## EXERCISE
Quote the stretch of the January 24, 1901 journal entry from "At 11 o'clock" through "could be spared.".

* begin PAGE *

-- Jan 24, 1901; Thursday
Presidents [Lorenzo] Snow and [George Q.] Cannon and [Joseph F.] Smith were at the office today, President Smith having returned from Manassa [Colorado].
At 11 o'clock the brethren met in the Temple. The following brethren were present: Presidents Lorenzo Snow, George Q. Cannon and Joseph F. Smith, Elders Brigham Young [Jr.], John Henry Smith, Heber J. Grant, John W. Taylor, Marriner W. Merrill, Anthon H. Lund, Matthias F. Cowley, Abraham O[wen]. Woodruff, Rudger Clawson and Reed Smoot. ...
Elder John W. Taylor, speaking of the affairs of the Colorado mission, stated that in his judgment Elder Horace S. Ensign or Joseph McRae would make a suitable president of the Colorado mission, but Elder McRae had been in the field already two years and perhaps ought to be released. After some discussion the matter was left to President Cannon to make inquiry of the Sunday School Union and report if Elder Ensign could be spared.
On invitation of President Snow, President Cannon made a brief report of his visit to the Hawaiian Islands. He commenced by saying that inasmuch as an extended report of the visit to the Islands had been made and published he would confine his remarks more to matters of interest more especially to the council. He thought it would be a good thing if more of the Apostles were sent to visit the several missions. He spoke very highly of the labors of Elder Samuel E. Woolley now presiding in the Islands. While there he discovered that one or two of the Elders were apparently unable to master the language and therefore could not accomplish all that they had been sent to do. If they were transferred to some other field like California it would be better. He had inquired of Elder Ephraim Nye, of the California mission, if he could use such Elders in his field and had learned that he could to good advantage. Brother Woolley had expressed the desire that Elders who were efficient in the language ought to return to the Islands occasionally where they could accomplish much good without having to learn the language. As it is nearly all the missionaries are handicapped because they have to spend so much time learning to speak to the native people. President Cannon had met with the Elders both at Honolulu and Laie and had tried to impress upon them the necessity of diligent labor among the native people, for their souls were precious; he had also spoken plainly to the sisters who were laboring there and urged them to teach the natives the importance of raising families and not enter into the vices of the Gentiles. There were native people in the Islands who were true to the truth and for many years had been faithful and that they had not been married for eternity. He felt that they should be married in the proper way where they were faithful sturdy people and some means, in his judgment, ought to be done for them along this direction.

* end PAGE *
* begin DATA LINES *

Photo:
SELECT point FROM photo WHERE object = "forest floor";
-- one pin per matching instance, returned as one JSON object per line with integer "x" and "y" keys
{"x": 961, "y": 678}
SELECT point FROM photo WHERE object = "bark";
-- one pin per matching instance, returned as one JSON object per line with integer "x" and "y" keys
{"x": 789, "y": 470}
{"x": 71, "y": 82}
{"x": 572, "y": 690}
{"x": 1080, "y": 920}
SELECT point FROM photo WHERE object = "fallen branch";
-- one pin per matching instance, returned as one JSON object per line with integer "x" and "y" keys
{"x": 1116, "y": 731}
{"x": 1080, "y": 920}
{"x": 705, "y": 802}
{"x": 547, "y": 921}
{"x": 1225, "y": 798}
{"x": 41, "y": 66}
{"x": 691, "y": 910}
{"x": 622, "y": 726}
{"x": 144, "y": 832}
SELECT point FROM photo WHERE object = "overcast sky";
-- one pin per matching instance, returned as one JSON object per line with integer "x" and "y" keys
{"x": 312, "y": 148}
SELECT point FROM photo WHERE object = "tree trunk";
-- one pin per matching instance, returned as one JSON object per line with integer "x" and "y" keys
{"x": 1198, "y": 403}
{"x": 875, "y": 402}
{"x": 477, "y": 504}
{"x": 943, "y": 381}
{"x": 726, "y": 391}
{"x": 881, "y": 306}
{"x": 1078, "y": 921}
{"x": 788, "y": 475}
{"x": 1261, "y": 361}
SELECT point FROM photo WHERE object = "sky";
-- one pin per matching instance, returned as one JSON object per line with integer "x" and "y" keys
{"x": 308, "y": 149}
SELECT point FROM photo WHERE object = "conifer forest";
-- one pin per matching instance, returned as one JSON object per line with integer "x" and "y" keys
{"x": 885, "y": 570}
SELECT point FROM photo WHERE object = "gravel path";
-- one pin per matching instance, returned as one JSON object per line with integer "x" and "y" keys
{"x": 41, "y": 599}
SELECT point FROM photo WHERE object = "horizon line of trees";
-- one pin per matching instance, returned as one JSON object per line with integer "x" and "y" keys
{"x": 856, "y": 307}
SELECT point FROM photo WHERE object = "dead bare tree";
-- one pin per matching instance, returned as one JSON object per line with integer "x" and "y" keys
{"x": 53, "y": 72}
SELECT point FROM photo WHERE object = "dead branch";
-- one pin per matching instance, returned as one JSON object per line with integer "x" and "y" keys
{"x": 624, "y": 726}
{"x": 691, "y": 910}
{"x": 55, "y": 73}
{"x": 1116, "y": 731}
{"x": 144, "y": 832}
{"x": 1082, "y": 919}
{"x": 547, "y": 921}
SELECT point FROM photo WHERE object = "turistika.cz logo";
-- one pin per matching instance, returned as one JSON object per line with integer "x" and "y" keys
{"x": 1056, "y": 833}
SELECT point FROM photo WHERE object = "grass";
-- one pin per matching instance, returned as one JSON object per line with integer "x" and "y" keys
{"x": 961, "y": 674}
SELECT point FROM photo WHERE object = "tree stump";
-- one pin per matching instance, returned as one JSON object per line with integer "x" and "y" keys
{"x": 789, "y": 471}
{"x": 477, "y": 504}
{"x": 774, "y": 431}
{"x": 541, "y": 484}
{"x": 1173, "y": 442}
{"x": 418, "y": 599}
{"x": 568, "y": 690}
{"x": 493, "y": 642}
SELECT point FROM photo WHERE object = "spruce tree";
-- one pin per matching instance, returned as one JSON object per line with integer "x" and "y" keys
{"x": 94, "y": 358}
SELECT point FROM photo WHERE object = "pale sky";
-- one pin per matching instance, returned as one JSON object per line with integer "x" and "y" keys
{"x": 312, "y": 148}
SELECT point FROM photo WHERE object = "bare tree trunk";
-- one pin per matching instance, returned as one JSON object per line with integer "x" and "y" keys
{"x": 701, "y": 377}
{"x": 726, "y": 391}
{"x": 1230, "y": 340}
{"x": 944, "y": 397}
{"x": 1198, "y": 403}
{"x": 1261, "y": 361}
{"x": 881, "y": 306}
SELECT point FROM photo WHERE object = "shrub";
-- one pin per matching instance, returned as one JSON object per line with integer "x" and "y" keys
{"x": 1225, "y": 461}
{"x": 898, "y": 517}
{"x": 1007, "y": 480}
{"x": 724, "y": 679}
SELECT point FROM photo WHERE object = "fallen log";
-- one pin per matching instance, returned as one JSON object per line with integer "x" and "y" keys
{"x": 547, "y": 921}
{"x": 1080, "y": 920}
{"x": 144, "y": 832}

* end DATA LINES *

## THE SOLUTION
At 11 o'clock the brethren met in the Temple. The following brethren were present: Presidents Lorenzo Snow, George Q. Cannon and Joseph F. Smith, Elders Brigham Young [Jr.], John Henry Smith, Heber J. Grant, John W. Taylor, Marriner W. Merrill, Anthon H. Lund, Matthias F. Cowley, Abraham O[wen]. Woodruff, Rudger Clawson and Reed Smoot. ...
Elder John W. Taylor, speaking of the affairs of the Colorado mission, stated that in his judgment Elder Horace S. Ensign or Joseph McRae would make a suitable president of the Colorado mission, but Elder McRae had been in the field already two years and perhaps ought to be released. After some discussion the matter was left to President Cannon to make inquiry of the Sunday School Union and report if Elder Ensign could be spared.